Excerpted text ->
--
At block 904, host processor 600 receives information from an application 218 executed by host system 202 for storage to one of the data storage devices 210.


At block 906, host processor 600 generates one or more I/O write commands to store the data received from the application to one of the selected data storage devices 210. The one or more I/O write commands comprise an identification of target storage server 204, and/or an identification of a particular data storage device 210, or partition thereof (such as a namespace ID as used in the NVMe protocol), coupled to target storage server 204. In some embodiments, each I/O write command additionally comprises some or all of the data to be stored in data storage device 210. In other embodiments, one or more identifiers are inserted into the I/O write command, such as a scatter gather list (SGL), identifying one or more locations in host memory 602 where a selected data storage device 210 may find the data to be transferred. In one embodiment utilizing the NVMe-OF protocol, each I/O write command comprises a command capsule that is stored into one or more I/O submission queues in memory 602, and, in some embodiments, some or all of the data to be stored. With reference to FIG. 2, the command capsule formation is performed by an NVMe host driver 220, which may utilize a different processor and memory than host processor 600 and memory 602. The I/O command may further comprise an identification, or address, of target storage server 204.


At block 908, in one embodiment, host processor 600 may generate an RDMA_SEND message comprising the I/O write command in accordance with the well-known RDMA protocol, where the I/O write command. The RDMA message may then be placed into an RDMA send queue.
--
(Image boundary labeling items)
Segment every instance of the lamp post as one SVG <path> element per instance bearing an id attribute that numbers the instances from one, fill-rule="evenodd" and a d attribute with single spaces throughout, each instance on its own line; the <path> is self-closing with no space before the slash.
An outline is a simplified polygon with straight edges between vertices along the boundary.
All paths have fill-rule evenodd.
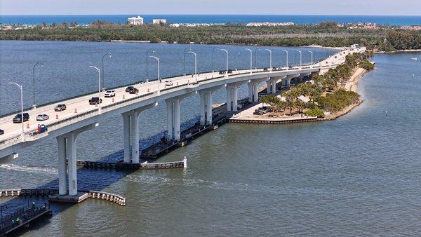
<path id="1" fill-rule="evenodd" d="M 300 50 L 297 50 L 297 52 L 300 53 L 300 67 L 302 66 L 302 52 Z"/>
<path id="2" fill-rule="evenodd" d="M 22 137 L 22 141 L 25 141 L 25 133 L 23 126 L 23 88 L 21 85 L 18 84 L 15 82 L 9 82 L 9 84 L 15 85 L 20 89 L 20 122 L 22 123 L 22 129 L 20 131 L 20 136 Z"/>
<path id="3" fill-rule="evenodd" d="M 161 90 L 159 89 L 159 84 L 161 84 L 161 77 L 159 76 L 159 58 L 155 56 L 149 56 L 150 57 L 154 58 L 158 62 L 158 95 L 161 95 Z"/>
<path id="4" fill-rule="evenodd" d="M 265 48 L 265 50 L 269 52 L 269 68 L 270 68 L 270 70 L 272 71 L 272 50 L 270 49 L 267 49 L 267 48 Z"/>
<path id="5" fill-rule="evenodd" d="M 226 49 L 223 49 L 223 48 L 220 48 L 220 50 L 221 51 L 225 52 L 225 53 L 227 54 L 227 72 L 226 72 L 226 74 L 227 74 L 227 76 L 228 76 L 228 50 Z"/>
<path id="6" fill-rule="evenodd" d="M 105 90 L 105 83 L 104 83 L 104 57 L 105 57 L 105 56 L 107 55 L 109 55 L 109 58 L 111 58 L 111 57 L 112 57 L 111 55 L 111 53 L 107 53 L 105 55 L 102 55 L 102 67 L 101 69 L 102 70 L 102 86 L 104 86 L 104 90 Z"/>
<path id="7" fill-rule="evenodd" d="M 250 48 L 246 48 L 246 50 L 250 52 L 250 69 L 251 70 L 253 67 L 253 51 Z"/>
<path id="8" fill-rule="evenodd" d="M 44 64 L 42 63 L 42 62 L 36 62 L 36 63 L 35 63 L 35 65 L 34 65 L 34 67 L 32 68 L 32 86 L 33 86 L 33 89 L 34 89 L 34 92 L 33 92 L 34 103 L 32 104 L 32 108 L 34 108 L 34 109 L 36 109 L 36 104 L 35 102 L 35 67 L 37 65 L 44 67 Z"/>
<path id="9" fill-rule="evenodd" d="M 89 67 L 96 69 L 98 72 L 98 114 L 101 114 L 101 70 L 95 66 L 89 66 Z"/>
<path id="10" fill-rule="evenodd" d="M 148 67 L 148 64 L 149 64 L 149 53 L 150 51 L 152 51 L 152 53 L 155 53 L 155 50 L 149 48 L 147 50 L 147 51 L 146 51 L 146 82 L 149 81 L 149 67 Z"/>
<path id="11" fill-rule="evenodd" d="M 308 50 L 308 52 L 310 52 L 310 53 L 312 54 L 312 65 L 313 65 L 313 51 Z"/>
<path id="12" fill-rule="evenodd" d="M 213 48 L 212 48 L 212 72 L 215 72 L 215 68 L 213 68 L 213 55 L 215 54 L 215 50 L 218 47 L 213 47 Z"/>
<path id="13" fill-rule="evenodd" d="M 284 51 L 286 53 L 286 69 L 288 70 L 288 50 L 283 49 L 282 51 Z"/>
--
Job 1 -> Revise the passage on I/O write commands between "At block 908, in" and "RDMA send queue.", inclusive, and substitute "RDMA transmit queue" for "RDMA send queue".
Job 2 -> Continue the passage on I/O write commands from its last sentence.

Reply 1 ->
At block 908, in one embodiment, host processor 600 may generate an RDMA_SEND message comprising the I/O write command in accordance with the well-known RDMA protocol, where the I/O write command. The RDMA message may then be placed into an RDMA transmit queue.

Reply 2 ->
At block 910, the I/O write command, or the RDMA_SEND message, may be formatted in accordance with a data bus protocol, for sending the I/O write command, or the RDMA_SEND message, to host network interface device 212. Such data base protocols include, but are not limited to, PCIe, SATA, SATEe, SAS, eMMC, UFS, PCI, PCI-X, or USB.


At block 912, the I/O write command, or the RDMA_SEND message, is provided to host network interface device 212 via a local data bus.


At block 914, the I/O write command, or the RDMA_SEND message, is formatted into one or more data packets by host network interface device 212 in accordance with a wide-area network protocol, such as TCP/IP. The one or more data packets are then sent by host network interface device 212 to target network interface device 214 over wide-area network 206. It should be understood that, typically, the I/O write command, or the RDMA_SEND message, is provided from host network interface device 212 to a local-area network that serves host system 202, and the local-area network provides the I/O write command, or the RDMA_SEND message, to wide-area network 206.


At block 916, the one or more data packets are received by target network interface device 214 via network interface 504. It should be understood that, in some embodiment, the data packets are first received by a local-area network that serves target storage server 204, and then the local-area network provides the data packets to target network interface device 214 via network interface 504.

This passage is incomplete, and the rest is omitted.